Exercise brief | Find the word "painting" in the data. Return every line where it appears.

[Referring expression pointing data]
----

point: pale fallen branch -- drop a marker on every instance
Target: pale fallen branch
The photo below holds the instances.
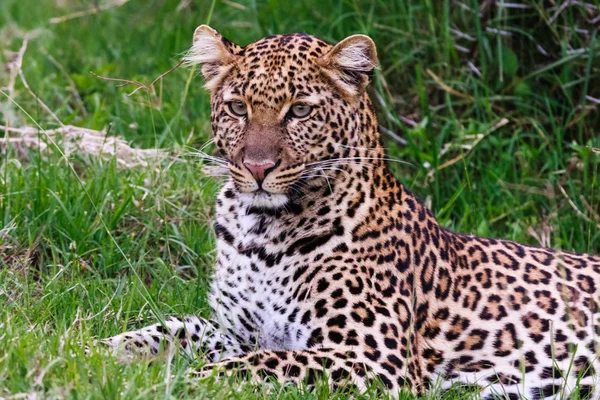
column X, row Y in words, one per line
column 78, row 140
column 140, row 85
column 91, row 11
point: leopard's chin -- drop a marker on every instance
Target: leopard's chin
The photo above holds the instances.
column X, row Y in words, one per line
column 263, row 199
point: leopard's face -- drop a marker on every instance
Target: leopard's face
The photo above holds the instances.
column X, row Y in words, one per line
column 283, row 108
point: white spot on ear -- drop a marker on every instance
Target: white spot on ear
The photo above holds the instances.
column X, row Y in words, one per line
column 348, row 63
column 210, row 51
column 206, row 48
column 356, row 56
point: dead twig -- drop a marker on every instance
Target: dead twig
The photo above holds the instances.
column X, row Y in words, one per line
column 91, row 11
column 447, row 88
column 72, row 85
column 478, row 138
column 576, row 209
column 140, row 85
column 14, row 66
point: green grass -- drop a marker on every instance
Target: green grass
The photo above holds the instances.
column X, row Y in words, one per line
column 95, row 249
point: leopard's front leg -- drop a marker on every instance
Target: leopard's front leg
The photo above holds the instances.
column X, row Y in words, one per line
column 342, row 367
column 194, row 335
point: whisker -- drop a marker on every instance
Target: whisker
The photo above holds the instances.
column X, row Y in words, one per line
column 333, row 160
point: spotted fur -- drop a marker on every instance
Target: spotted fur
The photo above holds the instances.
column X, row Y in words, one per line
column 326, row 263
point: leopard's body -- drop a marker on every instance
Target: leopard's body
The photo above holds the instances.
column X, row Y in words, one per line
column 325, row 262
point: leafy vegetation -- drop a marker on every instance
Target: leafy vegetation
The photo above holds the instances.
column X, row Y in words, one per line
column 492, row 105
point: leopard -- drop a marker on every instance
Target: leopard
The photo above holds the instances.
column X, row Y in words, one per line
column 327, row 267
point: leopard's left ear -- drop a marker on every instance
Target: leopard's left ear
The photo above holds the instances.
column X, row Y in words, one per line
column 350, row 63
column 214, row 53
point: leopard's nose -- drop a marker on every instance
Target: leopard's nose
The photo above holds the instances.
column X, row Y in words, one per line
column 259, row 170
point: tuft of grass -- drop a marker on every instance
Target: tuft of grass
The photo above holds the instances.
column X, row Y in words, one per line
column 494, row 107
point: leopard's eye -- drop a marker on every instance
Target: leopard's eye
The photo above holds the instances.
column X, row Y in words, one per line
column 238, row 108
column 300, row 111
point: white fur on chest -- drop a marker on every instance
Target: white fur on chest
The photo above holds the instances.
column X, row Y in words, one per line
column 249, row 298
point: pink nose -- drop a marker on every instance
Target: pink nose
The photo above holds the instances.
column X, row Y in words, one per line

----

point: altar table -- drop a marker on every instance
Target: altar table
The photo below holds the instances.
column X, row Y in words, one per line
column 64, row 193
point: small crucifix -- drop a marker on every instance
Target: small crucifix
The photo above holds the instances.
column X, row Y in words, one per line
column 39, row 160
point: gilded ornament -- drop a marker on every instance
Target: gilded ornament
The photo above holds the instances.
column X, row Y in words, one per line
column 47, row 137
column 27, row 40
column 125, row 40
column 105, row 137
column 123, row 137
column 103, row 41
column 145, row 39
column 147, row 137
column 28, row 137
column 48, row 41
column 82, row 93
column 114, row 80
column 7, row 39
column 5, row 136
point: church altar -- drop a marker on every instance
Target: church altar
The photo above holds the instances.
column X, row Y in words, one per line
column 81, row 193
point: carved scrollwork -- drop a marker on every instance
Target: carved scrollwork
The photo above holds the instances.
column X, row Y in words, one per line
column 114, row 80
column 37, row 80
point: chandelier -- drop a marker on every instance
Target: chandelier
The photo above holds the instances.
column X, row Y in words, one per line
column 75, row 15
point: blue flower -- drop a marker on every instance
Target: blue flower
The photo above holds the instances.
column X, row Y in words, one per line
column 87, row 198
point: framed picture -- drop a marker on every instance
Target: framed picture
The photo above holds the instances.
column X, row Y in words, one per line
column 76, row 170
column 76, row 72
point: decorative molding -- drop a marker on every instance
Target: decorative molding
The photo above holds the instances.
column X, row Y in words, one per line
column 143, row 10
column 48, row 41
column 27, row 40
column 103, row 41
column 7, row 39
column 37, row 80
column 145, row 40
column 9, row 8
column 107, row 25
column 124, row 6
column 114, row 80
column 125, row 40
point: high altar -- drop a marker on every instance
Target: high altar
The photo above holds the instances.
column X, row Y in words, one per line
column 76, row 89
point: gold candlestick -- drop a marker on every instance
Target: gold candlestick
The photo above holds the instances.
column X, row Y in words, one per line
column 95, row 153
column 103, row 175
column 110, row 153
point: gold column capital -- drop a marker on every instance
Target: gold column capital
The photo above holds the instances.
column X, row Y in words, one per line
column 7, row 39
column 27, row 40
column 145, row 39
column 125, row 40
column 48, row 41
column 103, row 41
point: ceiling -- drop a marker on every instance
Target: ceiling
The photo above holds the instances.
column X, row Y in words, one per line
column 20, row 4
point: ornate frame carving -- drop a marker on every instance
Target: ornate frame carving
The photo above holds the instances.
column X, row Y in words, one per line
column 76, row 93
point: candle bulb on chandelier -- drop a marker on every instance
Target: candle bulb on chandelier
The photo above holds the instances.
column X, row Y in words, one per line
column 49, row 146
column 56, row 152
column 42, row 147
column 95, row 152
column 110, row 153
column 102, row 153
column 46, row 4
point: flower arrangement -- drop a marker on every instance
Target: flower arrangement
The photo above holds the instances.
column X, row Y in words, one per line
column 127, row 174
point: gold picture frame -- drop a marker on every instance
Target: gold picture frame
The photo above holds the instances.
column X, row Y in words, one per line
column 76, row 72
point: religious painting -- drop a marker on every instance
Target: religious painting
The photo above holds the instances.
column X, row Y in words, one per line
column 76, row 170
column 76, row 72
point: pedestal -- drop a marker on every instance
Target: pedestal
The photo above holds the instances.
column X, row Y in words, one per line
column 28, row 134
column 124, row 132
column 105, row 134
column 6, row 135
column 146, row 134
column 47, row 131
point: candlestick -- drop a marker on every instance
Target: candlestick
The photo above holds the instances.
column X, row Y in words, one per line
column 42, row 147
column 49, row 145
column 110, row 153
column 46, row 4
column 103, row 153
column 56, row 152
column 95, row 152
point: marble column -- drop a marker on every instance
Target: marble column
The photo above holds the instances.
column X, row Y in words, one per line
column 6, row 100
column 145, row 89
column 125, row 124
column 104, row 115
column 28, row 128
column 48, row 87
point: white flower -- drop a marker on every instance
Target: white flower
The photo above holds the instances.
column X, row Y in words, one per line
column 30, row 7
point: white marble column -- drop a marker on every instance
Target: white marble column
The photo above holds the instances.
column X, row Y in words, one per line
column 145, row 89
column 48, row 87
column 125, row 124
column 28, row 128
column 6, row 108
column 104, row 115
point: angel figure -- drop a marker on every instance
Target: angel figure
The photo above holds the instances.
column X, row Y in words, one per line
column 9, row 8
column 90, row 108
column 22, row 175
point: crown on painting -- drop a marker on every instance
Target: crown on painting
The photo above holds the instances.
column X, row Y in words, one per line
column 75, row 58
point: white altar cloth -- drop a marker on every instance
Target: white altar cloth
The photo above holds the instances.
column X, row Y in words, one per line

----

Answer below |
point: religious painting -- drop a marker on every instance
Target: religious painting
point: crown on painting -- drop a marker on every instance
Target: crown on painting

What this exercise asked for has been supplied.